TO DO:
**1.** In the article on internal workplace investigations, update the part that opens with the words containing "The four justifications" and closes with "a cover up.". Reproduce it with "harassment" changed to "coercion".
**2.** According to the article on internal workplace investigations, on what date was the OGC's Advice Memorandum released?
**3.** Pick up the article on internal workplace investigations and confidentiality after its final sentence and keep writing.

SOURCE PASSAGE:

Labor: Internal workplace investigations and confidentiality
If employers have not already done so following the National Labor Relations Boards decision in Banner Health System last summer, a recently released advice memorandum issued by the National Labor Relations Boards (NLRB) Office of the General Counsel (OGC) should motivate employers to rethink their approach to internal workplace investigations...
June 03, 2013 at 08:06 AM
4 minute read
The original version of this story was published on Law.com
If employers have not already done so following the National Labor Relations Board's decision in Banner Health System last summer, a recently released advice memorandum issued by the National Labor Relations Board's (NLRB) Office of the General Counsel (OGC) should motivate employers to rethink their approach to internal workplace investigations and review policies relating to such investigations.
In order to protect the integrity of workplace investigations, employers often request confidentiality of those participating. By preventing employees from discussing the subject matter of the investigation or the process itself, employers hope to collect more accurate and reliable evidence. Without some control over the process, however, there is a risk of witness tampering, evidence destruction and contamination of necessary information. It is imperative for each and every investigation to be methodical, impartial and comprehensive, but depending on the circumstances, it may be equally important to maintain some level of privacy for employees, both those who make and those who are subject to inquiries because most often, investigations conclude in vastly different ways than how they start.
Last summer, the NLRB issued a decision, Banner Health System, which held that because the National Labor Relations Act provides employees with the right to engage in protected concerted activity, i.e. discussing terms and conditions of employment, including talking about discipline with co-workers, employers may not enforce blanket policies requiring employees to maintain confidentiality around internal workplace investigations. In that case, a hospital employee contacted human resources because of a concern he had about a supervisor's instruction believed to be outside of the established hospital procedure. The NLRB concluded that Banner directed the employee to keep the complaint confidential and not to discuss the investigation based on its usual practice, although the NLRB's conclusions were not supported by the evidence from the hearing. As a result of the decision in Banner, employers must now demonstrate a legitimate business justification for requiring confidentiality on a case-by-case basis.
The four justifications articulated by the NLRB are: 1) protection from witness harassment or intimidation; 2) danger of evidence being destroyed 3) danger of testimony being fabricated; or 4) prevention of a cover up.
While blanket confidentiality policies related to internal investigations are no longer permissible, the Advice Memorandum from the OGC, dated Jan. 29 but not released until April 16, provides some guidance as to how employers can make confidentiality policies related to internal investigations lawful.

DATA RECORDS:

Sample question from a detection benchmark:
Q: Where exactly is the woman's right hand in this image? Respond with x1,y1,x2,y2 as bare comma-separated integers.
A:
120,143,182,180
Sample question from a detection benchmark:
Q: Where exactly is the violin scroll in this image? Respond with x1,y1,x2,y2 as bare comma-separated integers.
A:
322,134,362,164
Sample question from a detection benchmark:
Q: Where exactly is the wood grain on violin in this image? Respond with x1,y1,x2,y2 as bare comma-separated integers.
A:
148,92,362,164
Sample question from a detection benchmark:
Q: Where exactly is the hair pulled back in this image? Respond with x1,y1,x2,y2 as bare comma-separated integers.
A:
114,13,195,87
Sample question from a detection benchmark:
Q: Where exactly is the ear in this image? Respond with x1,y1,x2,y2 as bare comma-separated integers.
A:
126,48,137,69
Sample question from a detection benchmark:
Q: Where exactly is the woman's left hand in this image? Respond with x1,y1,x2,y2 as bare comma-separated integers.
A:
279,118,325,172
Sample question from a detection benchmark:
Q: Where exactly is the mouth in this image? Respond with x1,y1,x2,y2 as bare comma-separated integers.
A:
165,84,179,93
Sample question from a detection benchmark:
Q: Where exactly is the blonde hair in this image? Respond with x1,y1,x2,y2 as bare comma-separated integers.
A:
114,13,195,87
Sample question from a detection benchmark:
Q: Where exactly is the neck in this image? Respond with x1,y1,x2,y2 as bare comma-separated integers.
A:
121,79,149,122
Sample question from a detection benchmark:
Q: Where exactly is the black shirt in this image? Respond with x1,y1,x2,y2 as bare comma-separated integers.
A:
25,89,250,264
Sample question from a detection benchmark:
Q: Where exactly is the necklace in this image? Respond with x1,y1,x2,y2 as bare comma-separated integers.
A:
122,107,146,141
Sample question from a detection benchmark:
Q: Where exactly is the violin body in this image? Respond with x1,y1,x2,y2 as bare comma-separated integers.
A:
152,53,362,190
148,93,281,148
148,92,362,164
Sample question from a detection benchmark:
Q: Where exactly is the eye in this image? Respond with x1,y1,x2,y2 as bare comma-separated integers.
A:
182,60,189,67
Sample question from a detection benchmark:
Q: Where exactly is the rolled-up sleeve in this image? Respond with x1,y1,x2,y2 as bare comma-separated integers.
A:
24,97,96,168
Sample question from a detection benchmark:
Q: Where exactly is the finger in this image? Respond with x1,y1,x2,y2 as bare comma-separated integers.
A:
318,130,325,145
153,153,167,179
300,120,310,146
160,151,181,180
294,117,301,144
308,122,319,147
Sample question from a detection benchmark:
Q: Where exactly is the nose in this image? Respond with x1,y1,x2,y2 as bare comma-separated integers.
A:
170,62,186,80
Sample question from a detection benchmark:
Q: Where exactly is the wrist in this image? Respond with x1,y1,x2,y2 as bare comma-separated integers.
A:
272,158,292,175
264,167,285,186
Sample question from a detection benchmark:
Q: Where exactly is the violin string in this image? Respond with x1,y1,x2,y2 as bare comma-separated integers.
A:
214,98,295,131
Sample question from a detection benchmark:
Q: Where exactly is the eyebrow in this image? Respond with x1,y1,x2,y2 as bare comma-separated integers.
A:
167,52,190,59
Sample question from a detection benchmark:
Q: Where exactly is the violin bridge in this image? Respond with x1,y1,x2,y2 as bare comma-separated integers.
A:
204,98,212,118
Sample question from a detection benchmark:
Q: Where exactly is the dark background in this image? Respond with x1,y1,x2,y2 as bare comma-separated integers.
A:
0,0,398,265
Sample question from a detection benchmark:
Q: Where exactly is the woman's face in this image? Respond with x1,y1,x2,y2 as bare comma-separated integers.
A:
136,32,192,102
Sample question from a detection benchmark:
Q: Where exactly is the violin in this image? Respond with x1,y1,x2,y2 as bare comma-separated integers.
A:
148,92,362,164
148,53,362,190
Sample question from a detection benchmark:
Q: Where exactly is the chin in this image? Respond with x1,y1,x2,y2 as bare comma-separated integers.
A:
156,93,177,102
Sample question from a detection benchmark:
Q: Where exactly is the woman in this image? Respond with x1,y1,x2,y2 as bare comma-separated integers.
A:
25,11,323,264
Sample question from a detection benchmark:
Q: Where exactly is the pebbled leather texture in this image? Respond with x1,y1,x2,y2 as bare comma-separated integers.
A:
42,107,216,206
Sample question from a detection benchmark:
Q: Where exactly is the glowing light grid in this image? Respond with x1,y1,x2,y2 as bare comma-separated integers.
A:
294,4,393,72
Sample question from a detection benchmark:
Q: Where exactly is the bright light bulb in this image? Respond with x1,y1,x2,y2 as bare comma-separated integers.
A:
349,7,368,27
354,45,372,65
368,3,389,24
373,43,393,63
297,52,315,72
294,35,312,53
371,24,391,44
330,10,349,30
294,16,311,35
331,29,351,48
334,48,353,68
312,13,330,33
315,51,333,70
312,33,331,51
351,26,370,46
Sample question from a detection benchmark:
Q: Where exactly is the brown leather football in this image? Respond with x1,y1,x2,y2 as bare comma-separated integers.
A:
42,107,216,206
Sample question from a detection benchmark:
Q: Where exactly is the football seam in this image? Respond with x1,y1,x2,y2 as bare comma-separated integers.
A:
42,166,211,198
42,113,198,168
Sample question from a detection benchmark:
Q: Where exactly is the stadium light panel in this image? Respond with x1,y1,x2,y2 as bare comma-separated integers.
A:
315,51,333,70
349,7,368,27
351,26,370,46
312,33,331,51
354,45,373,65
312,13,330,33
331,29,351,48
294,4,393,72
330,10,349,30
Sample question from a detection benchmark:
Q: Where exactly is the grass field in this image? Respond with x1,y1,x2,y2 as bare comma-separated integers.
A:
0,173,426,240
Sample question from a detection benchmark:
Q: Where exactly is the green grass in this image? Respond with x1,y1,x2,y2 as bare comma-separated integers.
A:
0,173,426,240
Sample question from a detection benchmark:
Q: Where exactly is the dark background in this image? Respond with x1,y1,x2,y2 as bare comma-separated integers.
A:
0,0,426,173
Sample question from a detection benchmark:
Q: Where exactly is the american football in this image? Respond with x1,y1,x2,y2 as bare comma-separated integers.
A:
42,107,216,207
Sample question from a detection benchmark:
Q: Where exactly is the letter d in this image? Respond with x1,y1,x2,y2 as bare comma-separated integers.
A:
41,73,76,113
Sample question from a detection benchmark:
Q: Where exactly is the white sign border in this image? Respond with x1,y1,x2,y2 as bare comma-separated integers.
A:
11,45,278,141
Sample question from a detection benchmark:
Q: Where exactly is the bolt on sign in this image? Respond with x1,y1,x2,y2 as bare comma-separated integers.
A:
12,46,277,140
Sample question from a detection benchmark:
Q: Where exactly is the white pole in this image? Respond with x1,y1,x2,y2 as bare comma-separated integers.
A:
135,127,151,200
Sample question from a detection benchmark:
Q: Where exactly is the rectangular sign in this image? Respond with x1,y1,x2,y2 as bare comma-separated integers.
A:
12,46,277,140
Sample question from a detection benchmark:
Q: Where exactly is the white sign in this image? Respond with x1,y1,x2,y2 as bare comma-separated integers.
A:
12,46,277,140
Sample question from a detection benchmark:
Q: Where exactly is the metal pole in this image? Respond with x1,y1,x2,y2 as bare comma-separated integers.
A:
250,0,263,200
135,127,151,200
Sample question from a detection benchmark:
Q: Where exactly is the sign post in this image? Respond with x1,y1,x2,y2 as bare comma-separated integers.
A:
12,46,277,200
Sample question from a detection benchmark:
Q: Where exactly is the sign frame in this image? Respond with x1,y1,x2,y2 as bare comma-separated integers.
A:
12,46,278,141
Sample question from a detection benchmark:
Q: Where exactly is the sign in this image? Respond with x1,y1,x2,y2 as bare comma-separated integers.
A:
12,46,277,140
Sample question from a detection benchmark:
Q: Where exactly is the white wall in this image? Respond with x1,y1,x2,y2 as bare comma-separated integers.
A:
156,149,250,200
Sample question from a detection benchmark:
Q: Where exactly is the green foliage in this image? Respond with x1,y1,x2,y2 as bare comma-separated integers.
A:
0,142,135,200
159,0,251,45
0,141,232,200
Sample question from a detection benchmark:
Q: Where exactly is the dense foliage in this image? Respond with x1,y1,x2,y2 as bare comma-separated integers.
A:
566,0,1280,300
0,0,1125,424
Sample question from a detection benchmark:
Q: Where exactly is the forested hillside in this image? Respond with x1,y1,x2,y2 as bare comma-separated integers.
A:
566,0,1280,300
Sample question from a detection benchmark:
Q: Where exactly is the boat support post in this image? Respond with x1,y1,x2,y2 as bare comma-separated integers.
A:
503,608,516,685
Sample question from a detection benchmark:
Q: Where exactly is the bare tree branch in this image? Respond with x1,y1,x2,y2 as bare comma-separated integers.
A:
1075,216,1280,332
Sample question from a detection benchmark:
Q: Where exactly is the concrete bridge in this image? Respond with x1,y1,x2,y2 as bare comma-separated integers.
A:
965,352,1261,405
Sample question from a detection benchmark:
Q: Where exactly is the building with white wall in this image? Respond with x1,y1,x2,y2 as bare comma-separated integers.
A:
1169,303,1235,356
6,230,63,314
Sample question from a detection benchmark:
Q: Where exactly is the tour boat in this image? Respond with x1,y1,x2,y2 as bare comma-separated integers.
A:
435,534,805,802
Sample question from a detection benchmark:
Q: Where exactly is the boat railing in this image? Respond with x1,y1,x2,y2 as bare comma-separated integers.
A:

RESPONSES IN ORDER:
**1.**
The four justifications articulated by the NLRB are: 1) protection from witness coercion or intimidation; 2) danger of evidence being destroyed 3) danger of testimony being fabricated; or 4) prevention of a cover up.

**2.** April 16

**3.**
According to the OGC, employers have the “burden to show in each particular situation” why confidentiality is necessary. In addition, it provided suggested policy language relating to workplace investigations, which could be used instead of mechanical, universal confidentiality requirements. Notwithstanding the direction from the OGC, the NLRB may ultimately adopt or reject the language the OGC set forth as acceptable, but if an employer follows these guidelines, the risk of having its workplace investigation policy (and practices) deemed unlawful diminish.
Going forward, for each investigation, employers with and without unionized workforces should assess certain factors before determining whether confidentiality is necessary and if so, the scope and time requirements of such restrictions. In conjunction with the specific justifications outlined by the NLRB, employers should consider the potential for cover-up, collusion or fabrication of information/testimony; theft or misappropriation of trade secrets, company proprietary data, formulas, insider trading or misuse of other sensitive data; copycat testimony or evidence; retaliation against the accused, accuser or witness; damage to the reputation of any employee, witness, accused, the company or accuser; destruction of evidence and criminal charges. Where one or more of these justifications and/or factors are or might be present, appropriate parameters regarding confidentiality should be developed and documented.
Employers should revise policies and practices requiring confidentiality in internal investigations to show that the confidentiality requirement will be applied on an individual case basis. In addition, employers might consider developing a “check-list” or form to document whether confidentiality is required for a particular investigation, the justification for the requirement, the scope and length of any confidentiality requirement and the explanation provided to the employee as to why confidentiality is needed. By taking a practical approach to handling investigatory confidentiality in light of Banner Health and the OGC's Advice Memorandum, employers will greatly reduce the risk of charges and complaints issued on such policies and practices.